### Exercise brief
Update the rows below by changing every "query" to "target" and leaving everything else untouched.

★ ★ ★

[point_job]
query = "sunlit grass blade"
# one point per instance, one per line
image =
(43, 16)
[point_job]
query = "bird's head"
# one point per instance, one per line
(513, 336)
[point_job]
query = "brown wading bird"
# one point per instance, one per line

★ ★ ★

### Expected output
[point_job]
target = "sunlit grass blade"
# one point per instance, one per line
image =
(43, 16)
[point_job]
target = "bird's head"
# one point per instance, one per line
(513, 336)
[point_job]
target = "brown wading bird"
# one point per instance, one per line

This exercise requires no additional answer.